• **Text provided**
Martin Pipe discovers that the pro-audio heritage of Prism Sound’s Callia DAC/headphone amplifier is manifested in its sound.



A while back Prism Sound discovered that audiophiles, notably in the Far East, were buying its professional DACs for home use. ‘No-compromise’ devices like Lyra and Orpheus might be expensive (they’re not at the top of the Prism line, either) but money is no barrier to the dedicated! This unintended market gave Prism founder and marketing director Graham Boswell the idea of producing a DAC specifically for hi-fi enthusiasts. 

   The result is the British-designed and made Callia (in the Prism tradition, a Greek word – here meaning ‘beautiful voice’). Its pro-gear influence is evident; the visual resemblances to the company’s existing Lyra models (which also boast pro-grade ADC facilities) and Callia are obvious.

   Another similarity between these two compact units goes beyond skin-deep – both are intended primarily for USB use. Just as the Lyras are pitched at the modern musician who uses a laptop as a production tool, the Callia is aimed at the modern hi-fi enthusiast who uses a laptop as a playback source. In both cases, the USB interface  is UAC2-compliant asynchronous with Prism’s proprietary ‘CleverClox’ PLL circuitry minimising jitter. In the Callia, the latter is also active on the conventional optical and coaxial S/PDIF inputs that are provided for CD transports, streamers and the like. They are selected automatically, with front-panel push-button override.

   The Callia’s digital volume control is surrounded by a ‘halo’ of LEDs that indicates the current level; it can be defeated via a rear-panel DIP switch, so that the output – on unbalanced phonos and balanced XLRs – is fixed to full level, and the Callia’s full dynamic potential realised. 



You may not get a remote but Prism does supply this

impressive 4GB USB stick containing the Windows

drivers and operating manual in PDF form.

• **Work to complete**
1. According to the Callia review, what does the name "Callia" mean?
2. From the Callia review, copy word for word the part that opens with the words containing "A while back" and closes with "for hi-fi enthusiasts.".

[Saved entries]
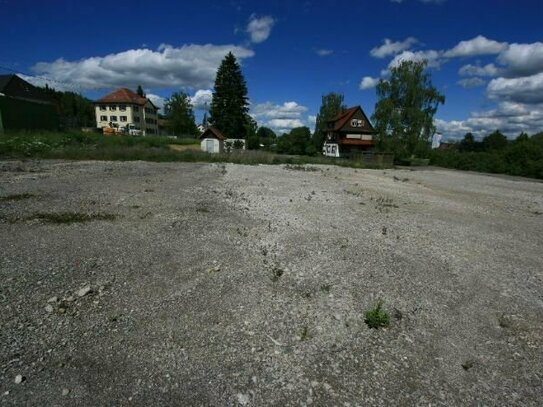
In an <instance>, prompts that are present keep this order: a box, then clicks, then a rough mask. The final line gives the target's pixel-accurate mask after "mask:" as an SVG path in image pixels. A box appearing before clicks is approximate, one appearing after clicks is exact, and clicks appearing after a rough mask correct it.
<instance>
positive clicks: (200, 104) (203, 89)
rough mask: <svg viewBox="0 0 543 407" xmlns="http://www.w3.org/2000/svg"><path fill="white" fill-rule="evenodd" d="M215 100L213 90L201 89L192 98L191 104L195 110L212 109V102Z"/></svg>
mask: <svg viewBox="0 0 543 407" xmlns="http://www.w3.org/2000/svg"><path fill="white" fill-rule="evenodd" d="M212 99H213V91H212V90H211V89H199V90H197V91H196V93H195V94H194V96H191V97H190V103H192V107H193V108H194V109H195V110H204V109H205V108H206V104H207V107H208V108H209V107H211V100H212Z"/></svg>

• **Responses in order**
1. It is a Greek word meaning "beautiful voice."

2.
A while back Prism Sound discovered that audiophiles, notably in the Far East, were buying its professional DACs for home use. ‘No-compromise’ devices like Lyra and Orpheus might be expensive (they’re not at the top of the Prism line, either) but money is no barrier to the dedicated! This unintended market gave Prism founder and marketing director Graham Boswell the idea of producing a DAC specifically for hi-fi enthusiasts.